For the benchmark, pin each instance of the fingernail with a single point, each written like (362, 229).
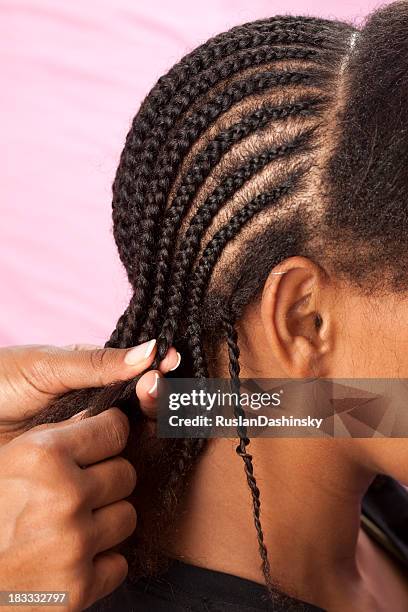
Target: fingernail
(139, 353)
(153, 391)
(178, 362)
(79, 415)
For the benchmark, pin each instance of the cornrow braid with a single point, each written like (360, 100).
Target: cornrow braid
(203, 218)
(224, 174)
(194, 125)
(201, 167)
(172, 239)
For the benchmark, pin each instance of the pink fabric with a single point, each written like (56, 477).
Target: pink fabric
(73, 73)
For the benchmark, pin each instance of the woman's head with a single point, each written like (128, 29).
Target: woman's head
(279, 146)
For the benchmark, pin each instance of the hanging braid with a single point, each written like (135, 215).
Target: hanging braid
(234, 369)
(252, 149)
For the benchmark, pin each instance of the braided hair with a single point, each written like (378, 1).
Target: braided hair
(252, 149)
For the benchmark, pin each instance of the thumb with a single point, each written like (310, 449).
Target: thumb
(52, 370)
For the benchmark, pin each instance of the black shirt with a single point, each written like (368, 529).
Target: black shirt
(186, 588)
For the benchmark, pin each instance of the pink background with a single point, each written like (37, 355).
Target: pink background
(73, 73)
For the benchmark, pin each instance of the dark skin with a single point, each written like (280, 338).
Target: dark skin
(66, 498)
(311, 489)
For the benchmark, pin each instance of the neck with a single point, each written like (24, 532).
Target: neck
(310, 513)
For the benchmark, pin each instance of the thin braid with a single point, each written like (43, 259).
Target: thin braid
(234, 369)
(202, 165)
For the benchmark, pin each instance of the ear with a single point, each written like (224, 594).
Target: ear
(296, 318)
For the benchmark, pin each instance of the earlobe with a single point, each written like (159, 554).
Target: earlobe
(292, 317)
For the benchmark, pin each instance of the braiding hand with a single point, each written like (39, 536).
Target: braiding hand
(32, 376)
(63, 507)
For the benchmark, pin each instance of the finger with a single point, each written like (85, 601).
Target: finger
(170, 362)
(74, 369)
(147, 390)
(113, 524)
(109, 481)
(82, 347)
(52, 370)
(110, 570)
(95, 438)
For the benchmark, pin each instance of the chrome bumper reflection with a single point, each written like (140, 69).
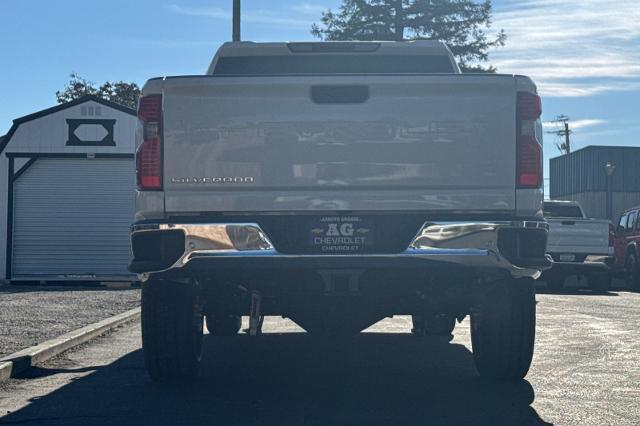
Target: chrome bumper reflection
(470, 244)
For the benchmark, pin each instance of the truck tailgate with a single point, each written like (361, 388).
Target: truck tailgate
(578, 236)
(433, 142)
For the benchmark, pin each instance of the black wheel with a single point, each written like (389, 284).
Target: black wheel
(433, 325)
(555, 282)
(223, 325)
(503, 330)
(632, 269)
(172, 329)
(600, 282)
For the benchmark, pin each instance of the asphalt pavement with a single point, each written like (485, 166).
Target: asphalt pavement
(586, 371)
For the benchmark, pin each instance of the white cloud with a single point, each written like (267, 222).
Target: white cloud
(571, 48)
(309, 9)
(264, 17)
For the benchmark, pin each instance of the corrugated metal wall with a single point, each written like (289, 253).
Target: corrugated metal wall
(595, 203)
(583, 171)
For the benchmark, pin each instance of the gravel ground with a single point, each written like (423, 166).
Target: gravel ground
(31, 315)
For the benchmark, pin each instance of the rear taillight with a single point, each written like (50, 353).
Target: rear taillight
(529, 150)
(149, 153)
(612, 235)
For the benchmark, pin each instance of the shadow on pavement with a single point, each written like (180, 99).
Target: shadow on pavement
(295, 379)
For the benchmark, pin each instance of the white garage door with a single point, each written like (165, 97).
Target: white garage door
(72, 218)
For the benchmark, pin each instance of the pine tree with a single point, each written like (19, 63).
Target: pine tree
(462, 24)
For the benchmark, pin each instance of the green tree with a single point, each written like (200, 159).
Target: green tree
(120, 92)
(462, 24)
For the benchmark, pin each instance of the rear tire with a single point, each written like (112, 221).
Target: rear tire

▶ The task: Render every one of the records above as a JSON list of strings, with one string per line and no entries for blank lines. Omit the pictures.

▶ Right answer:
[
  "For the benchmark, pin each instance of the fingernail with a single point, each written like (362, 229).",
  "Target: fingernail",
  "(139, 353)",
  "(153, 391)",
  "(178, 362)",
  "(79, 415)",
  "For the benchmark, pin each instance of the cornrow braid with a single point, each written like (360, 100).",
  "Target: cornrow braid",
  "(203, 218)",
  "(224, 174)",
  "(194, 125)",
  "(201, 167)",
  "(172, 239)",
  "For the benchmark, pin each instance of the pink fabric with a single point, each written like (56, 477).",
  "Target: pink fabric",
  "(73, 73)",
  "For the benchmark, pin each instance of the woman's head with a single point, each written like (128, 29).",
  "Target: woman's head",
  "(279, 146)",
  "For the benchmark, pin each instance of the hanging braid with a single point, each written like (135, 215).",
  "Target: hanging braid",
  "(234, 369)",
  "(252, 149)",
  "For the benchmark, pin each instance of the braided hair with a single point, each written like (378, 1).",
  "Target: braided hair",
  "(252, 149)",
  "For the benchmark, pin each instance of the thumb with a single point, each written like (310, 449).",
  "Target: thumb",
  "(52, 370)",
  "For the benchmark, pin each instance of the black shirt with a single point, each written like (368, 529).",
  "Target: black shirt",
  "(186, 588)",
  "For the benchmark, pin each instance of the pink background with a single point, each written like (37, 355).",
  "Target: pink background",
  "(73, 73)",
  "For the benchmark, pin each instance of the dark skin with a single point, each written like (280, 338).",
  "Target: dark skin",
  "(66, 498)",
  "(311, 489)",
  "For the benchmark, pin each instance of the neck with a single point, each written like (24, 532).",
  "Target: neck",
  "(310, 513)",
  "For the benchmark, pin each instance of the thin braid with a single point, each written like (43, 259).",
  "Target: thin braid",
  "(234, 369)",
  "(202, 165)",
  "For the benchmark, pin each instance of the ear with a single point, each written like (224, 594).",
  "Target: ear",
  "(296, 318)",
  "For the benchmark, pin each instance of the earlobe with a single point, each written like (159, 554).",
  "Target: earlobe",
  "(292, 317)",
  "For the benchmark, pin each instance of the braiding hand with a single point, each written like (39, 536).",
  "Target: braiding hand",
  "(32, 376)",
  "(63, 507)",
  "For the benchmark, pin each instance of the finger with a single point, each written like (85, 601).",
  "Target: finger",
  "(170, 362)",
  "(74, 369)",
  "(147, 390)",
  "(113, 524)",
  "(109, 481)",
  "(82, 347)",
  "(52, 370)",
  "(110, 570)",
  "(95, 438)",
  "For the benchmark, pin each instance of the chrome bumper reflection with a single point, each written like (140, 69).",
  "Target: chrome bumper reflection",
  "(470, 244)",
  "For the benchmark, pin each instance of the truck tailgate with a single point, each written like (361, 388).",
  "Target: truck tailgate",
  "(578, 236)",
  "(433, 142)",
  "For the benchmark, pin each instance of the black wheel with a single point, each written like (389, 284).",
  "Target: black wheel",
  "(433, 325)",
  "(555, 282)",
  "(223, 325)",
  "(503, 330)",
  "(632, 269)",
  "(172, 329)",
  "(600, 282)",
  "For the benchmark, pin each instance of the asphalt pavement with a single point, each written like (485, 166).",
  "Target: asphalt pavement",
  "(586, 371)",
  "For the benchmark, pin each instance of the white cloud with a single point, each written like (267, 222).",
  "Target: white cloud",
  "(571, 48)",
  "(309, 9)",
  "(264, 17)",
  "For the benchmark, pin each instance of the corrugated metal wall with a single point, each written like (289, 253).",
  "Target: corrugated metal wall",
  "(595, 203)",
  "(583, 171)",
  "For the benchmark, pin each instance of the gravel ground with a single point, each written like (423, 166).",
  "Target: gravel ground",
  "(31, 315)",
  "For the benchmark, pin each instance of the rear taillight with a single point, each written like (50, 353).",
  "Target: rear taillight",
  "(529, 150)",
  "(149, 153)",
  "(612, 235)",
  "For the benchmark, pin each instance of the shadow on pavement with a single point, each written like (180, 99).",
  "Target: shadow on pavement",
  "(295, 379)",
  "For the benchmark, pin each instance of the white garage door with a single point, each written like (165, 97).",
  "Target: white garage door",
  "(72, 218)",
  "For the benchmark, pin each instance of the pine tree with a single point, each written like (19, 63).",
  "Target: pine tree",
  "(462, 24)",
  "For the benchmark, pin each instance of the green tree with a single point, each written like (200, 159).",
  "Target: green tree",
  "(120, 92)",
  "(462, 24)",
  "For the benchmark, pin each instance of the rear tire with a single point, each written like (112, 221).",
  "Target: rear tire"
]